> _WHAT YOU SHOULD DO_
Write the material out again exactly as it stands.

** Begin **

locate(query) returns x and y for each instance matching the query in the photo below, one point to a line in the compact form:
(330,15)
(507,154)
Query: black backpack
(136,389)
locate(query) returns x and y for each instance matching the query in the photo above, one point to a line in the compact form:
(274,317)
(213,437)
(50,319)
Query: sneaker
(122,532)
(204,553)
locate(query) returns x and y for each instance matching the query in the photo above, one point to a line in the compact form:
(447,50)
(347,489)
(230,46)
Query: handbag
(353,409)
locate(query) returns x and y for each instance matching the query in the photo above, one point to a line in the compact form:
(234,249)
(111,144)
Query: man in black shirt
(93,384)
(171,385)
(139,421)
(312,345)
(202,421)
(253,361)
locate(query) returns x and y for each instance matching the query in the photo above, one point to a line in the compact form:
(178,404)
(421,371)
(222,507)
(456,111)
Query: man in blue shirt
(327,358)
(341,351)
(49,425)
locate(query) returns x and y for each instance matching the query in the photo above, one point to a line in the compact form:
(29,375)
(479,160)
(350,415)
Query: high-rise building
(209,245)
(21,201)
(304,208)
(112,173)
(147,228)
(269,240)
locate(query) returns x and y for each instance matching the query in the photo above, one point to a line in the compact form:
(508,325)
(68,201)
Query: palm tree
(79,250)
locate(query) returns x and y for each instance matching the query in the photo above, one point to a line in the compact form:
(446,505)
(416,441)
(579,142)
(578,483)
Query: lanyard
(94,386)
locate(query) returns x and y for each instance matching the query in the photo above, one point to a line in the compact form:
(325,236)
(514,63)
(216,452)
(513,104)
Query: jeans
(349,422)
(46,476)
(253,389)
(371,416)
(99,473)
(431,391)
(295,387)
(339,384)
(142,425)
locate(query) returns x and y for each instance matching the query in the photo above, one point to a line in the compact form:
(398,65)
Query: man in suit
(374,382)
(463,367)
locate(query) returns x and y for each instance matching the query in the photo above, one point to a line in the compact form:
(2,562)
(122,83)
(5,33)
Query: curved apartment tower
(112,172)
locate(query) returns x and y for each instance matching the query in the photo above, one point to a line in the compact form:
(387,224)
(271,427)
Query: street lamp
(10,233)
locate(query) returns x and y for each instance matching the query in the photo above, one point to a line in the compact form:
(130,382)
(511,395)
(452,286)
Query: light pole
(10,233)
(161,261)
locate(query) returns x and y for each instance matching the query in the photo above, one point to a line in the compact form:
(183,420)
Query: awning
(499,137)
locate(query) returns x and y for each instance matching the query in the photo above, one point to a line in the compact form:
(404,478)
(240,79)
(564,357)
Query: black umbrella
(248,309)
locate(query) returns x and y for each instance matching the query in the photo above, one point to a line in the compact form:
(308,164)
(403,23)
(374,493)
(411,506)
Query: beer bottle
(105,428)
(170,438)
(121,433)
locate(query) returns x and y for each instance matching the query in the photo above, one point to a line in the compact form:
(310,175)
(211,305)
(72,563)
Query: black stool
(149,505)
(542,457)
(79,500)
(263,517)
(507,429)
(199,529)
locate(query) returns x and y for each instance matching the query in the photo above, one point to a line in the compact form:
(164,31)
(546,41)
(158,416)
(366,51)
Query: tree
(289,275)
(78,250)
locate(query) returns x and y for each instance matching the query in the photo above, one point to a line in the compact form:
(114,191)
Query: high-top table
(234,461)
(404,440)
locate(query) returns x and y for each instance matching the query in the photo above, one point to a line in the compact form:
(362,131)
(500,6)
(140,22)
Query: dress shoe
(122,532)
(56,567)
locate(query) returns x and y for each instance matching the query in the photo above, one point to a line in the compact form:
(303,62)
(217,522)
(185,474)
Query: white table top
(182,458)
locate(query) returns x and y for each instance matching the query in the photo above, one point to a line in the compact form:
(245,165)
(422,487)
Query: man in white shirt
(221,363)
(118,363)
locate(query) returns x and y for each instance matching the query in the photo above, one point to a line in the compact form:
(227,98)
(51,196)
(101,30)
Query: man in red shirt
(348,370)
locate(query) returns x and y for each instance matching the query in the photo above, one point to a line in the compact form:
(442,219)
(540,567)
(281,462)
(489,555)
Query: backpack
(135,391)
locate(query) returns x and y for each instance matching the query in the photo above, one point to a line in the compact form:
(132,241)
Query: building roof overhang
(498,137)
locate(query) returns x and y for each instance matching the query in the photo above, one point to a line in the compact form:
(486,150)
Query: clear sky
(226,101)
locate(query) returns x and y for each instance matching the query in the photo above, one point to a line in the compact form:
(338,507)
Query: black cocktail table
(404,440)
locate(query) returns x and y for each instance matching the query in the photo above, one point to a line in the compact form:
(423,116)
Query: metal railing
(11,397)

** End **

> _REPLY_
locate(query) returns x and y for each instance matching the query in the photo below, one point to a line in the compact form:
(330,15)
(507,154)
Query: black backpack
(136,389)
locate(query) returns x and y for each instance matching the query in the photo above, one point to a line in the compact form:
(274,317)
(213,437)
(50,319)
Query: sneaker
(122,532)
(204,553)
locate(query) returns x and y for each instance matching the query in the photo above, one point to a line in the compact form:
(447,50)
(347,489)
(230,46)
Query: handbag
(353,409)
locate(query) returns x and y for each instance matching the query in the photo above, one point to a line in the compact form:
(234,249)
(111,144)
Query: man in black shirt
(93,384)
(171,385)
(139,421)
(312,345)
(202,421)
(253,361)
locate(query) returns x and y for each instance matching the query in the photo above, one point to a line in the compact form:
(178,404)
(421,371)
(222,507)
(456,111)
Query: man in blue shirt
(327,358)
(341,351)
(49,425)
locate(query) returns x and y for each instance matching the query in the photo above, one point to a line in the compact form:
(29,375)
(479,160)
(350,415)
Query: high-rise building
(209,245)
(21,201)
(304,208)
(112,173)
(147,228)
(269,240)
locate(query) returns x and y for each instance matching the query in the photo above, one point to a line in the compact form:
(508,325)
(68,201)
Query: palm tree
(79,250)
locate(query) returns x and y for each instance matching the query in the photo above, one point to a line in the compact form:
(446,505)
(416,441)
(579,142)
(578,483)
Query: lanyard
(94,386)
locate(query) returns x and y for each instance matching the query in the photo above, one point to a line in the compact form:
(325,236)
(514,63)
(216,452)
(513,104)
Query: jeans
(349,422)
(46,476)
(253,389)
(371,416)
(99,473)
(431,391)
(295,387)
(339,384)
(142,425)
locate(query) returns x and y for each instance matching the query in the photo above, one point to a line in the compact form:
(398,65)
Query: man in suit
(374,382)
(463,367)
locate(query) returns x and y for each instance matching the query in the photo above, one point to a line in the compact form:
(2,562)
(122,83)
(5,33)
Query: curved apartment tower
(112,172)
locate(query) returns x and y for each instance matching the query in the photo above, one point to a line in the compact form:
(387,224)
(271,427)
Query: street lamp
(10,233)
locate(query) returns x and y for each instance matching the query in the photo above, one point to a line in the compact form:
(130,382)
(511,395)
(452,286)
Query: light pole
(10,233)
(161,261)
locate(query) returns x and y for each instance matching the query in the photo above, one point to a line in the compact form:
(183,420)
Query: awning
(499,137)
locate(query) returns x and y for each instance matching the query in the photo above, one point to a line in the compact form:
(404,478)
(240,79)
(564,357)
Query: black umbrella
(248,309)
locate(query) returns x and y for each instance matching the query in the photo above, one point to a line in the compact form:
(308,164)
(403,23)
(374,493)
(411,506)
Query: beer bottle
(105,428)
(170,438)
(121,433)
locate(query) returns x and y for each instance matching the query in the photo above, one point to a line in the compact form:
(310,175)
(211,305)
(72,563)
Query: black stool
(149,505)
(542,457)
(79,500)
(263,517)
(507,429)
(199,529)
locate(query) returns x and y for each instance matching the query in the photo above, one point to a line in the compact form:
(164,31)
(546,41)
(158,416)
(366,51)
Query: tree
(289,275)
(78,250)
locate(query) returns x and y for each instance matching the query in the photo above, one point to a line in the compact form:
(114,191)
Query: high-top table
(234,461)
(404,440)
locate(query) returns x and y for each instance matching the query in the photo above, one point to a line in the compact form:
(362,131)
(500,6)
(140,22)
Query: dress shoe
(122,532)
(56,567)
locate(query) returns x and y for each instance matching the query in the photo above, one point to a line in the compact form:
(303,62)
(217,522)
(185,474)
Query: white table top
(182,458)
locate(query) returns x and y for each instance matching the query in the photo above, one point to a line in the compact form:
(245,165)
(422,487)
Query: man in white shirt
(221,363)
(118,363)
locate(query) returns x and y for each instance matching the query in the photo above, one point to a line in the compact form:
(227,98)
(51,196)
(101,30)
Query: man in red shirt
(348,370)
locate(query) returns x and y for each instance matching the query in the photo above, one point to a line in the compact form:
(442,219)
(540,567)
(281,462)
(489,555)
Query: backpack
(135,391)
locate(query) returns x and y for each instance matching the query in the photo above, one point to a line in the compact form:
(132,241)
Query: building roof overhang
(498,137)
locate(query) returns x and y for each instance matching the query in the photo above, one point to a line in the compact form:
(486,150)
Query: clear sky
(226,101)
locate(query) returns x and y for each instance matching the query in the photo above, one point to a line in the compact form:
(338,507)
Query: black cocktail table
(404,440)
locate(query) returns x and y for each instance matching the query in the photo above, one point to a line in the compact form:
(423,116)
Query: metal railing
(11,397)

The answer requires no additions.